begin Text
Gelfond-Schneider Theorem

From ProofWiki
Jump to navigation Jump to search


Let $\alpha$ and $\beta$ be algebraic numbers (possibly complex) such that $\alpha \notin \set {0, 1}$.

Let $\beta$ be irrational.

Then any value of $\alpha^\beta$ is transcendental.


Let $\alpha$ be an algebraic number such that $\alpha \ne 0$ and $\alpha \ne 1$.

Let $\beta$ be an algebraic number such that some value of $\alpha^\beta$ is algebraic.

The result will follow if we can show that $\beta \in \Q$.

We treat only the special case that $\alpha, \beta \in \R$ and $\alpha > 0$, assuming that $\map \exp {\beta \ln \alpha}$ is algebraic for the real value of $\ln \alpha$.

Observe that $\alpha^{s_1 + s_2 \beta}$ is an algebraic number for all integers $s_1$ and $s_2$.

To establish the result, it is enough to show that there are two distinct pairs of integers $\tuple {s_1, s_2}$ and $\tuple {s'_1, s'_2}$ for which:

$s_1 + s_2 \beta = s'_1 + s'_2 \beta$

since that implies:

$\beta = \dfrac{s_1 - s'_1} {s'_2 - s_2} \in \Q$

We will choose $S$ sufficiently large and show such pairs exist with $0 \le s_1, s_2, s'_1, s'_2 < S$.

Lemma 1

Let $\map {a_1} t, \ldots, \map {a_n} t$ be non-zero polynomials in $\R \sqbrk t$ of degrees $d_1, \ldots, d_n$ respectively.

Let $w_1, \ldots, w_n$ be pairwise distinct real numbers.


$\ds \map F t = \sum_{j \mathop = 1}^n \map {a_j} t e^{w_j t}$

has at most $d_1 + \cdots + d_n + n − 1$ real roots (counting multiplicities).

Lemma 2

Let $\map f z$ be an analytic function in the disk $D \subseteq \C: D = \set {z : \size z < R}$ for some real number $R > 0$.

Let $f$ also be continuous on the closure of $D$, that is, on $D^- = \set {z : \size z \le R}$.


$\forall z \in D^-: \size {\map f z} \le \size f_R$, where we set $\size f_R = \max_{\size z = R} \size {\map f z}$.

Lemma 3

Let $r$ and $R$ be two real numbers such that $0 < r \le R$.

Let $\map {f_1} z, \map {f_2} z, \ldots, \map {f_L} z$ be:

analytic in $D \subseteq \C: D = \set {z : \size z < R}$
continuous on the closure $D$, that is, $D^- = \set {z: \size z \le R}$.
end Text
begin Source records
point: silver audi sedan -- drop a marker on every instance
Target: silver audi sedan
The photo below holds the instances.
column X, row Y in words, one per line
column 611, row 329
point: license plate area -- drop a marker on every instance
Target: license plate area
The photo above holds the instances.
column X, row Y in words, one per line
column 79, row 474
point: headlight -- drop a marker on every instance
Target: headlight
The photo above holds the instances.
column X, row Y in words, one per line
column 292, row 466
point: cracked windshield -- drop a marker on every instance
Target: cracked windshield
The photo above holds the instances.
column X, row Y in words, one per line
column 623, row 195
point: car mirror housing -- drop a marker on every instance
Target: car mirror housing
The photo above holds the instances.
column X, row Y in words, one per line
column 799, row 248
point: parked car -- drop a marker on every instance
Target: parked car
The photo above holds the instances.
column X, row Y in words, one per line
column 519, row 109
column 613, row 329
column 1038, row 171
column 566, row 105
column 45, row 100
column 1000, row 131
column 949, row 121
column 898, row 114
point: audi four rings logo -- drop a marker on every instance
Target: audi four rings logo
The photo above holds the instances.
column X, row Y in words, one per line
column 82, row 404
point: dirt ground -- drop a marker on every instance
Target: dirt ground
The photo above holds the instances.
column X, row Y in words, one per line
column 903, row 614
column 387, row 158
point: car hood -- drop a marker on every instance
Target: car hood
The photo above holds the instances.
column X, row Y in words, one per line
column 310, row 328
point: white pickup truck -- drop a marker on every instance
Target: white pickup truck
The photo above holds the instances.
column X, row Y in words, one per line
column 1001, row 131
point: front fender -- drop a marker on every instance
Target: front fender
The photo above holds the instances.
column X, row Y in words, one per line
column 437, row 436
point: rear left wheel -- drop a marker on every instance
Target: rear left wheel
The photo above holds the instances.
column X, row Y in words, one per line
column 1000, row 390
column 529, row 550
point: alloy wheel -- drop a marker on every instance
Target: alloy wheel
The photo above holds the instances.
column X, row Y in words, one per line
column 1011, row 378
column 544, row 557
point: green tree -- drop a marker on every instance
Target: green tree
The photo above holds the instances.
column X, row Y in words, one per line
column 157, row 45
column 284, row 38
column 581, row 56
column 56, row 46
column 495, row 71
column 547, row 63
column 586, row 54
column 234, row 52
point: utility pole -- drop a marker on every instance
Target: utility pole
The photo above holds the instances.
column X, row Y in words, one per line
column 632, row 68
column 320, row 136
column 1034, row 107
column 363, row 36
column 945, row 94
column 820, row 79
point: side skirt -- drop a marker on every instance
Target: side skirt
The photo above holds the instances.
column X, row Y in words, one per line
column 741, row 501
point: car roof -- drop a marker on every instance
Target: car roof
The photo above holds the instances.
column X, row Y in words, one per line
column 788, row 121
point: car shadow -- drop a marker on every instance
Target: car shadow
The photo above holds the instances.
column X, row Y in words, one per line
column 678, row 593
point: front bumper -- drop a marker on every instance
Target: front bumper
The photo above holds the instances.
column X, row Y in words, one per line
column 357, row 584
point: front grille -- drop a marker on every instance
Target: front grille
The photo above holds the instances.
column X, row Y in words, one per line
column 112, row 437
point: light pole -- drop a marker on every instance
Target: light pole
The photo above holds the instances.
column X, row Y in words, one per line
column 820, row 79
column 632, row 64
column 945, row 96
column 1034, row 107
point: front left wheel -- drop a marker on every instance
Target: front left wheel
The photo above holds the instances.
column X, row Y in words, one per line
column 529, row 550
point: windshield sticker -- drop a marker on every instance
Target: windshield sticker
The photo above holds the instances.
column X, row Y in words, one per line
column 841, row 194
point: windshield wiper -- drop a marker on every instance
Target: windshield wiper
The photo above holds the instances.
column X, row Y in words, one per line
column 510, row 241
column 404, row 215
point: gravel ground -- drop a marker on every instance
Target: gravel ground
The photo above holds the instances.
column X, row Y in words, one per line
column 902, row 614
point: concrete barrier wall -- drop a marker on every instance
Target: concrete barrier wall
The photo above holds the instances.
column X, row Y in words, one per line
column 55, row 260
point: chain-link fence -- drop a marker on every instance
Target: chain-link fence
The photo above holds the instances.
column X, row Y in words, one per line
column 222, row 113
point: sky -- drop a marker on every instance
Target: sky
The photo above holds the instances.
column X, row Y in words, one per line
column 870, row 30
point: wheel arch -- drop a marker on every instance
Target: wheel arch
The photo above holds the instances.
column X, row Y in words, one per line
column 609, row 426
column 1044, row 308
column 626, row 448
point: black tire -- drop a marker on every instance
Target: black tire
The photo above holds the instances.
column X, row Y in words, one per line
end Source records
— Directions —
a) Print the stretch of rows from the line containing "point: audi four" through the line containing "column 544, row 557", with no changes.
b) Continue the Gelfond-Schneider theorem text from the point where it stops.

— Task results —
a)
point: audi four rings logo -- drop a marker on every instance
Target: audi four rings logo
The photo above holds the instances.
column X, row Y in words, one per line
column 82, row 404
point: dirt ground -- drop a marker on every instance
Target: dirt ground
The photo above holds the instances.
column X, row Y in words, one per line
column 903, row 614
column 387, row 158
point: car hood -- drop a marker on every instance
Target: car hood
The photo above holds the instances.
column X, row Y in words, one per line
column 310, row 328
point: white pickup truck -- drop a marker on every instance
Target: white pickup truck
The photo above holds the instances.
column X, row Y in words, one per line
column 1001, row 131
point: front fender -- drop a marker on every instance
Target: front fender
The photo above holds the instances.
column X, row Y in words, one per line
column 437, row 436
point: rear left wheel -- drop a marker on every instance
Target: rear left wheel
The photo above holds the instances.
column X, row Y in words, one per line
column 1000, row 390
column 529, row 550
point: alloy wheel -- drop a marker on every instance
Target: alloy wheel
The photo above holds the instances.
column X, row Y in words, one per line
column 1011, row 378
column 544, row 557

b)
Let $\zeta_1, \ldots, \zeta_L$ be complex numbers such that:

$\forall j \in \set {1, 2, \ldots, L}: \size {\zeta_j} \le r$

Then the determinant:

$\Delta = \det \begin {bmatrix} \map {f_1} {\zeta_1} & \cdots & \map {f_L} {\zeta_1} \\ \vdots & \ddots & \vdots \\ \map {f_1} {\zeta_L} & \cdots & \map {f_L} {\zeta_L} \end{bmatrix}$


$\ds \size \Delta \le \paren {\frac R r}^{−L \paren {L − 1} / 2} L! \prod_{\lambda \mathop = 1}^L \size {f_λ}_R$

Lemma 4


$\Delta = \det \sqbrk {\alpha_{i, j} }_{L \times L}$

where the $\alpha_{i, j}$ are algebraic numbers.

Suppose that $T$ is a positive (rational) integer for which $T \alpha_{i, j}$ is an algebraic integer for every $i, j \in \set {1, 2, \ldots, L}$.

Also, suppose that $\Delta \ne 0$.

Then there is a conjugate of $\Delta$ with absolute value $\ge T^{−L}$.

Construction of the matrix $\boldsymbol M$ and outline of the proof

Let $c$ be a sufficiently large real number (which will be specified in due course).

Consider integers $L_0, L_1, S$ each $\ge 2$.

Let $L = \paren {L_0 + 1} \paren {L_1 + 1}$.

Observe that we can find such $L_0, L_1, S$ (and we do so) with:

$c L_0 \ln S \le L$, $c L_1 S \le L$, $L \le S^2$

For example, take $S$ large, and:

$L_0 = \floor {S \ln S}, L_1 = \floor {\dfrac S {2 \ln S} }$

Note that we could take $c = \ln \ln S$.

Consider the matrix $M$ described as follows.

Consider some arrangement $\tuple {\map {s_1} i, \map {s_2} i}$ of the $S^2$ integer pairs $\tuple {s_1, s_2}$ with $0 \le s_1 < S$ and $0 \le s_2 < S$.

Also, consider some arrangement $\tuple {\map u j, \map v j}$, with $1 \le j \le L$, of the integer pairs $\tuple {u, v}$ where $0 \le u \le L_0$ and $0 \le v \le L_1$.

Then we define:

$M = \sqbrk {\paren {\map {s_1} i + \map {s_2} i \beta}^{\map u j} \paren {\alpha^{\map {s_1} i + \map {s_2} i \beta} }^{\map v j} }$

so that $M$ is a $S^2 \times L$ matrix.

The idea of the proof is to:

$(1): \quad$ Consider the determinant $\Delta$ of an arbitrary $L \times L$ submatrix of $M$ (any one will do).
$(2): \quad$ Use Lemma 3 to obtain an upper bound $B_1$ for the absolute value of $\Delta$ (or, more specifically, an upper bound for $\ln \size \Delta$).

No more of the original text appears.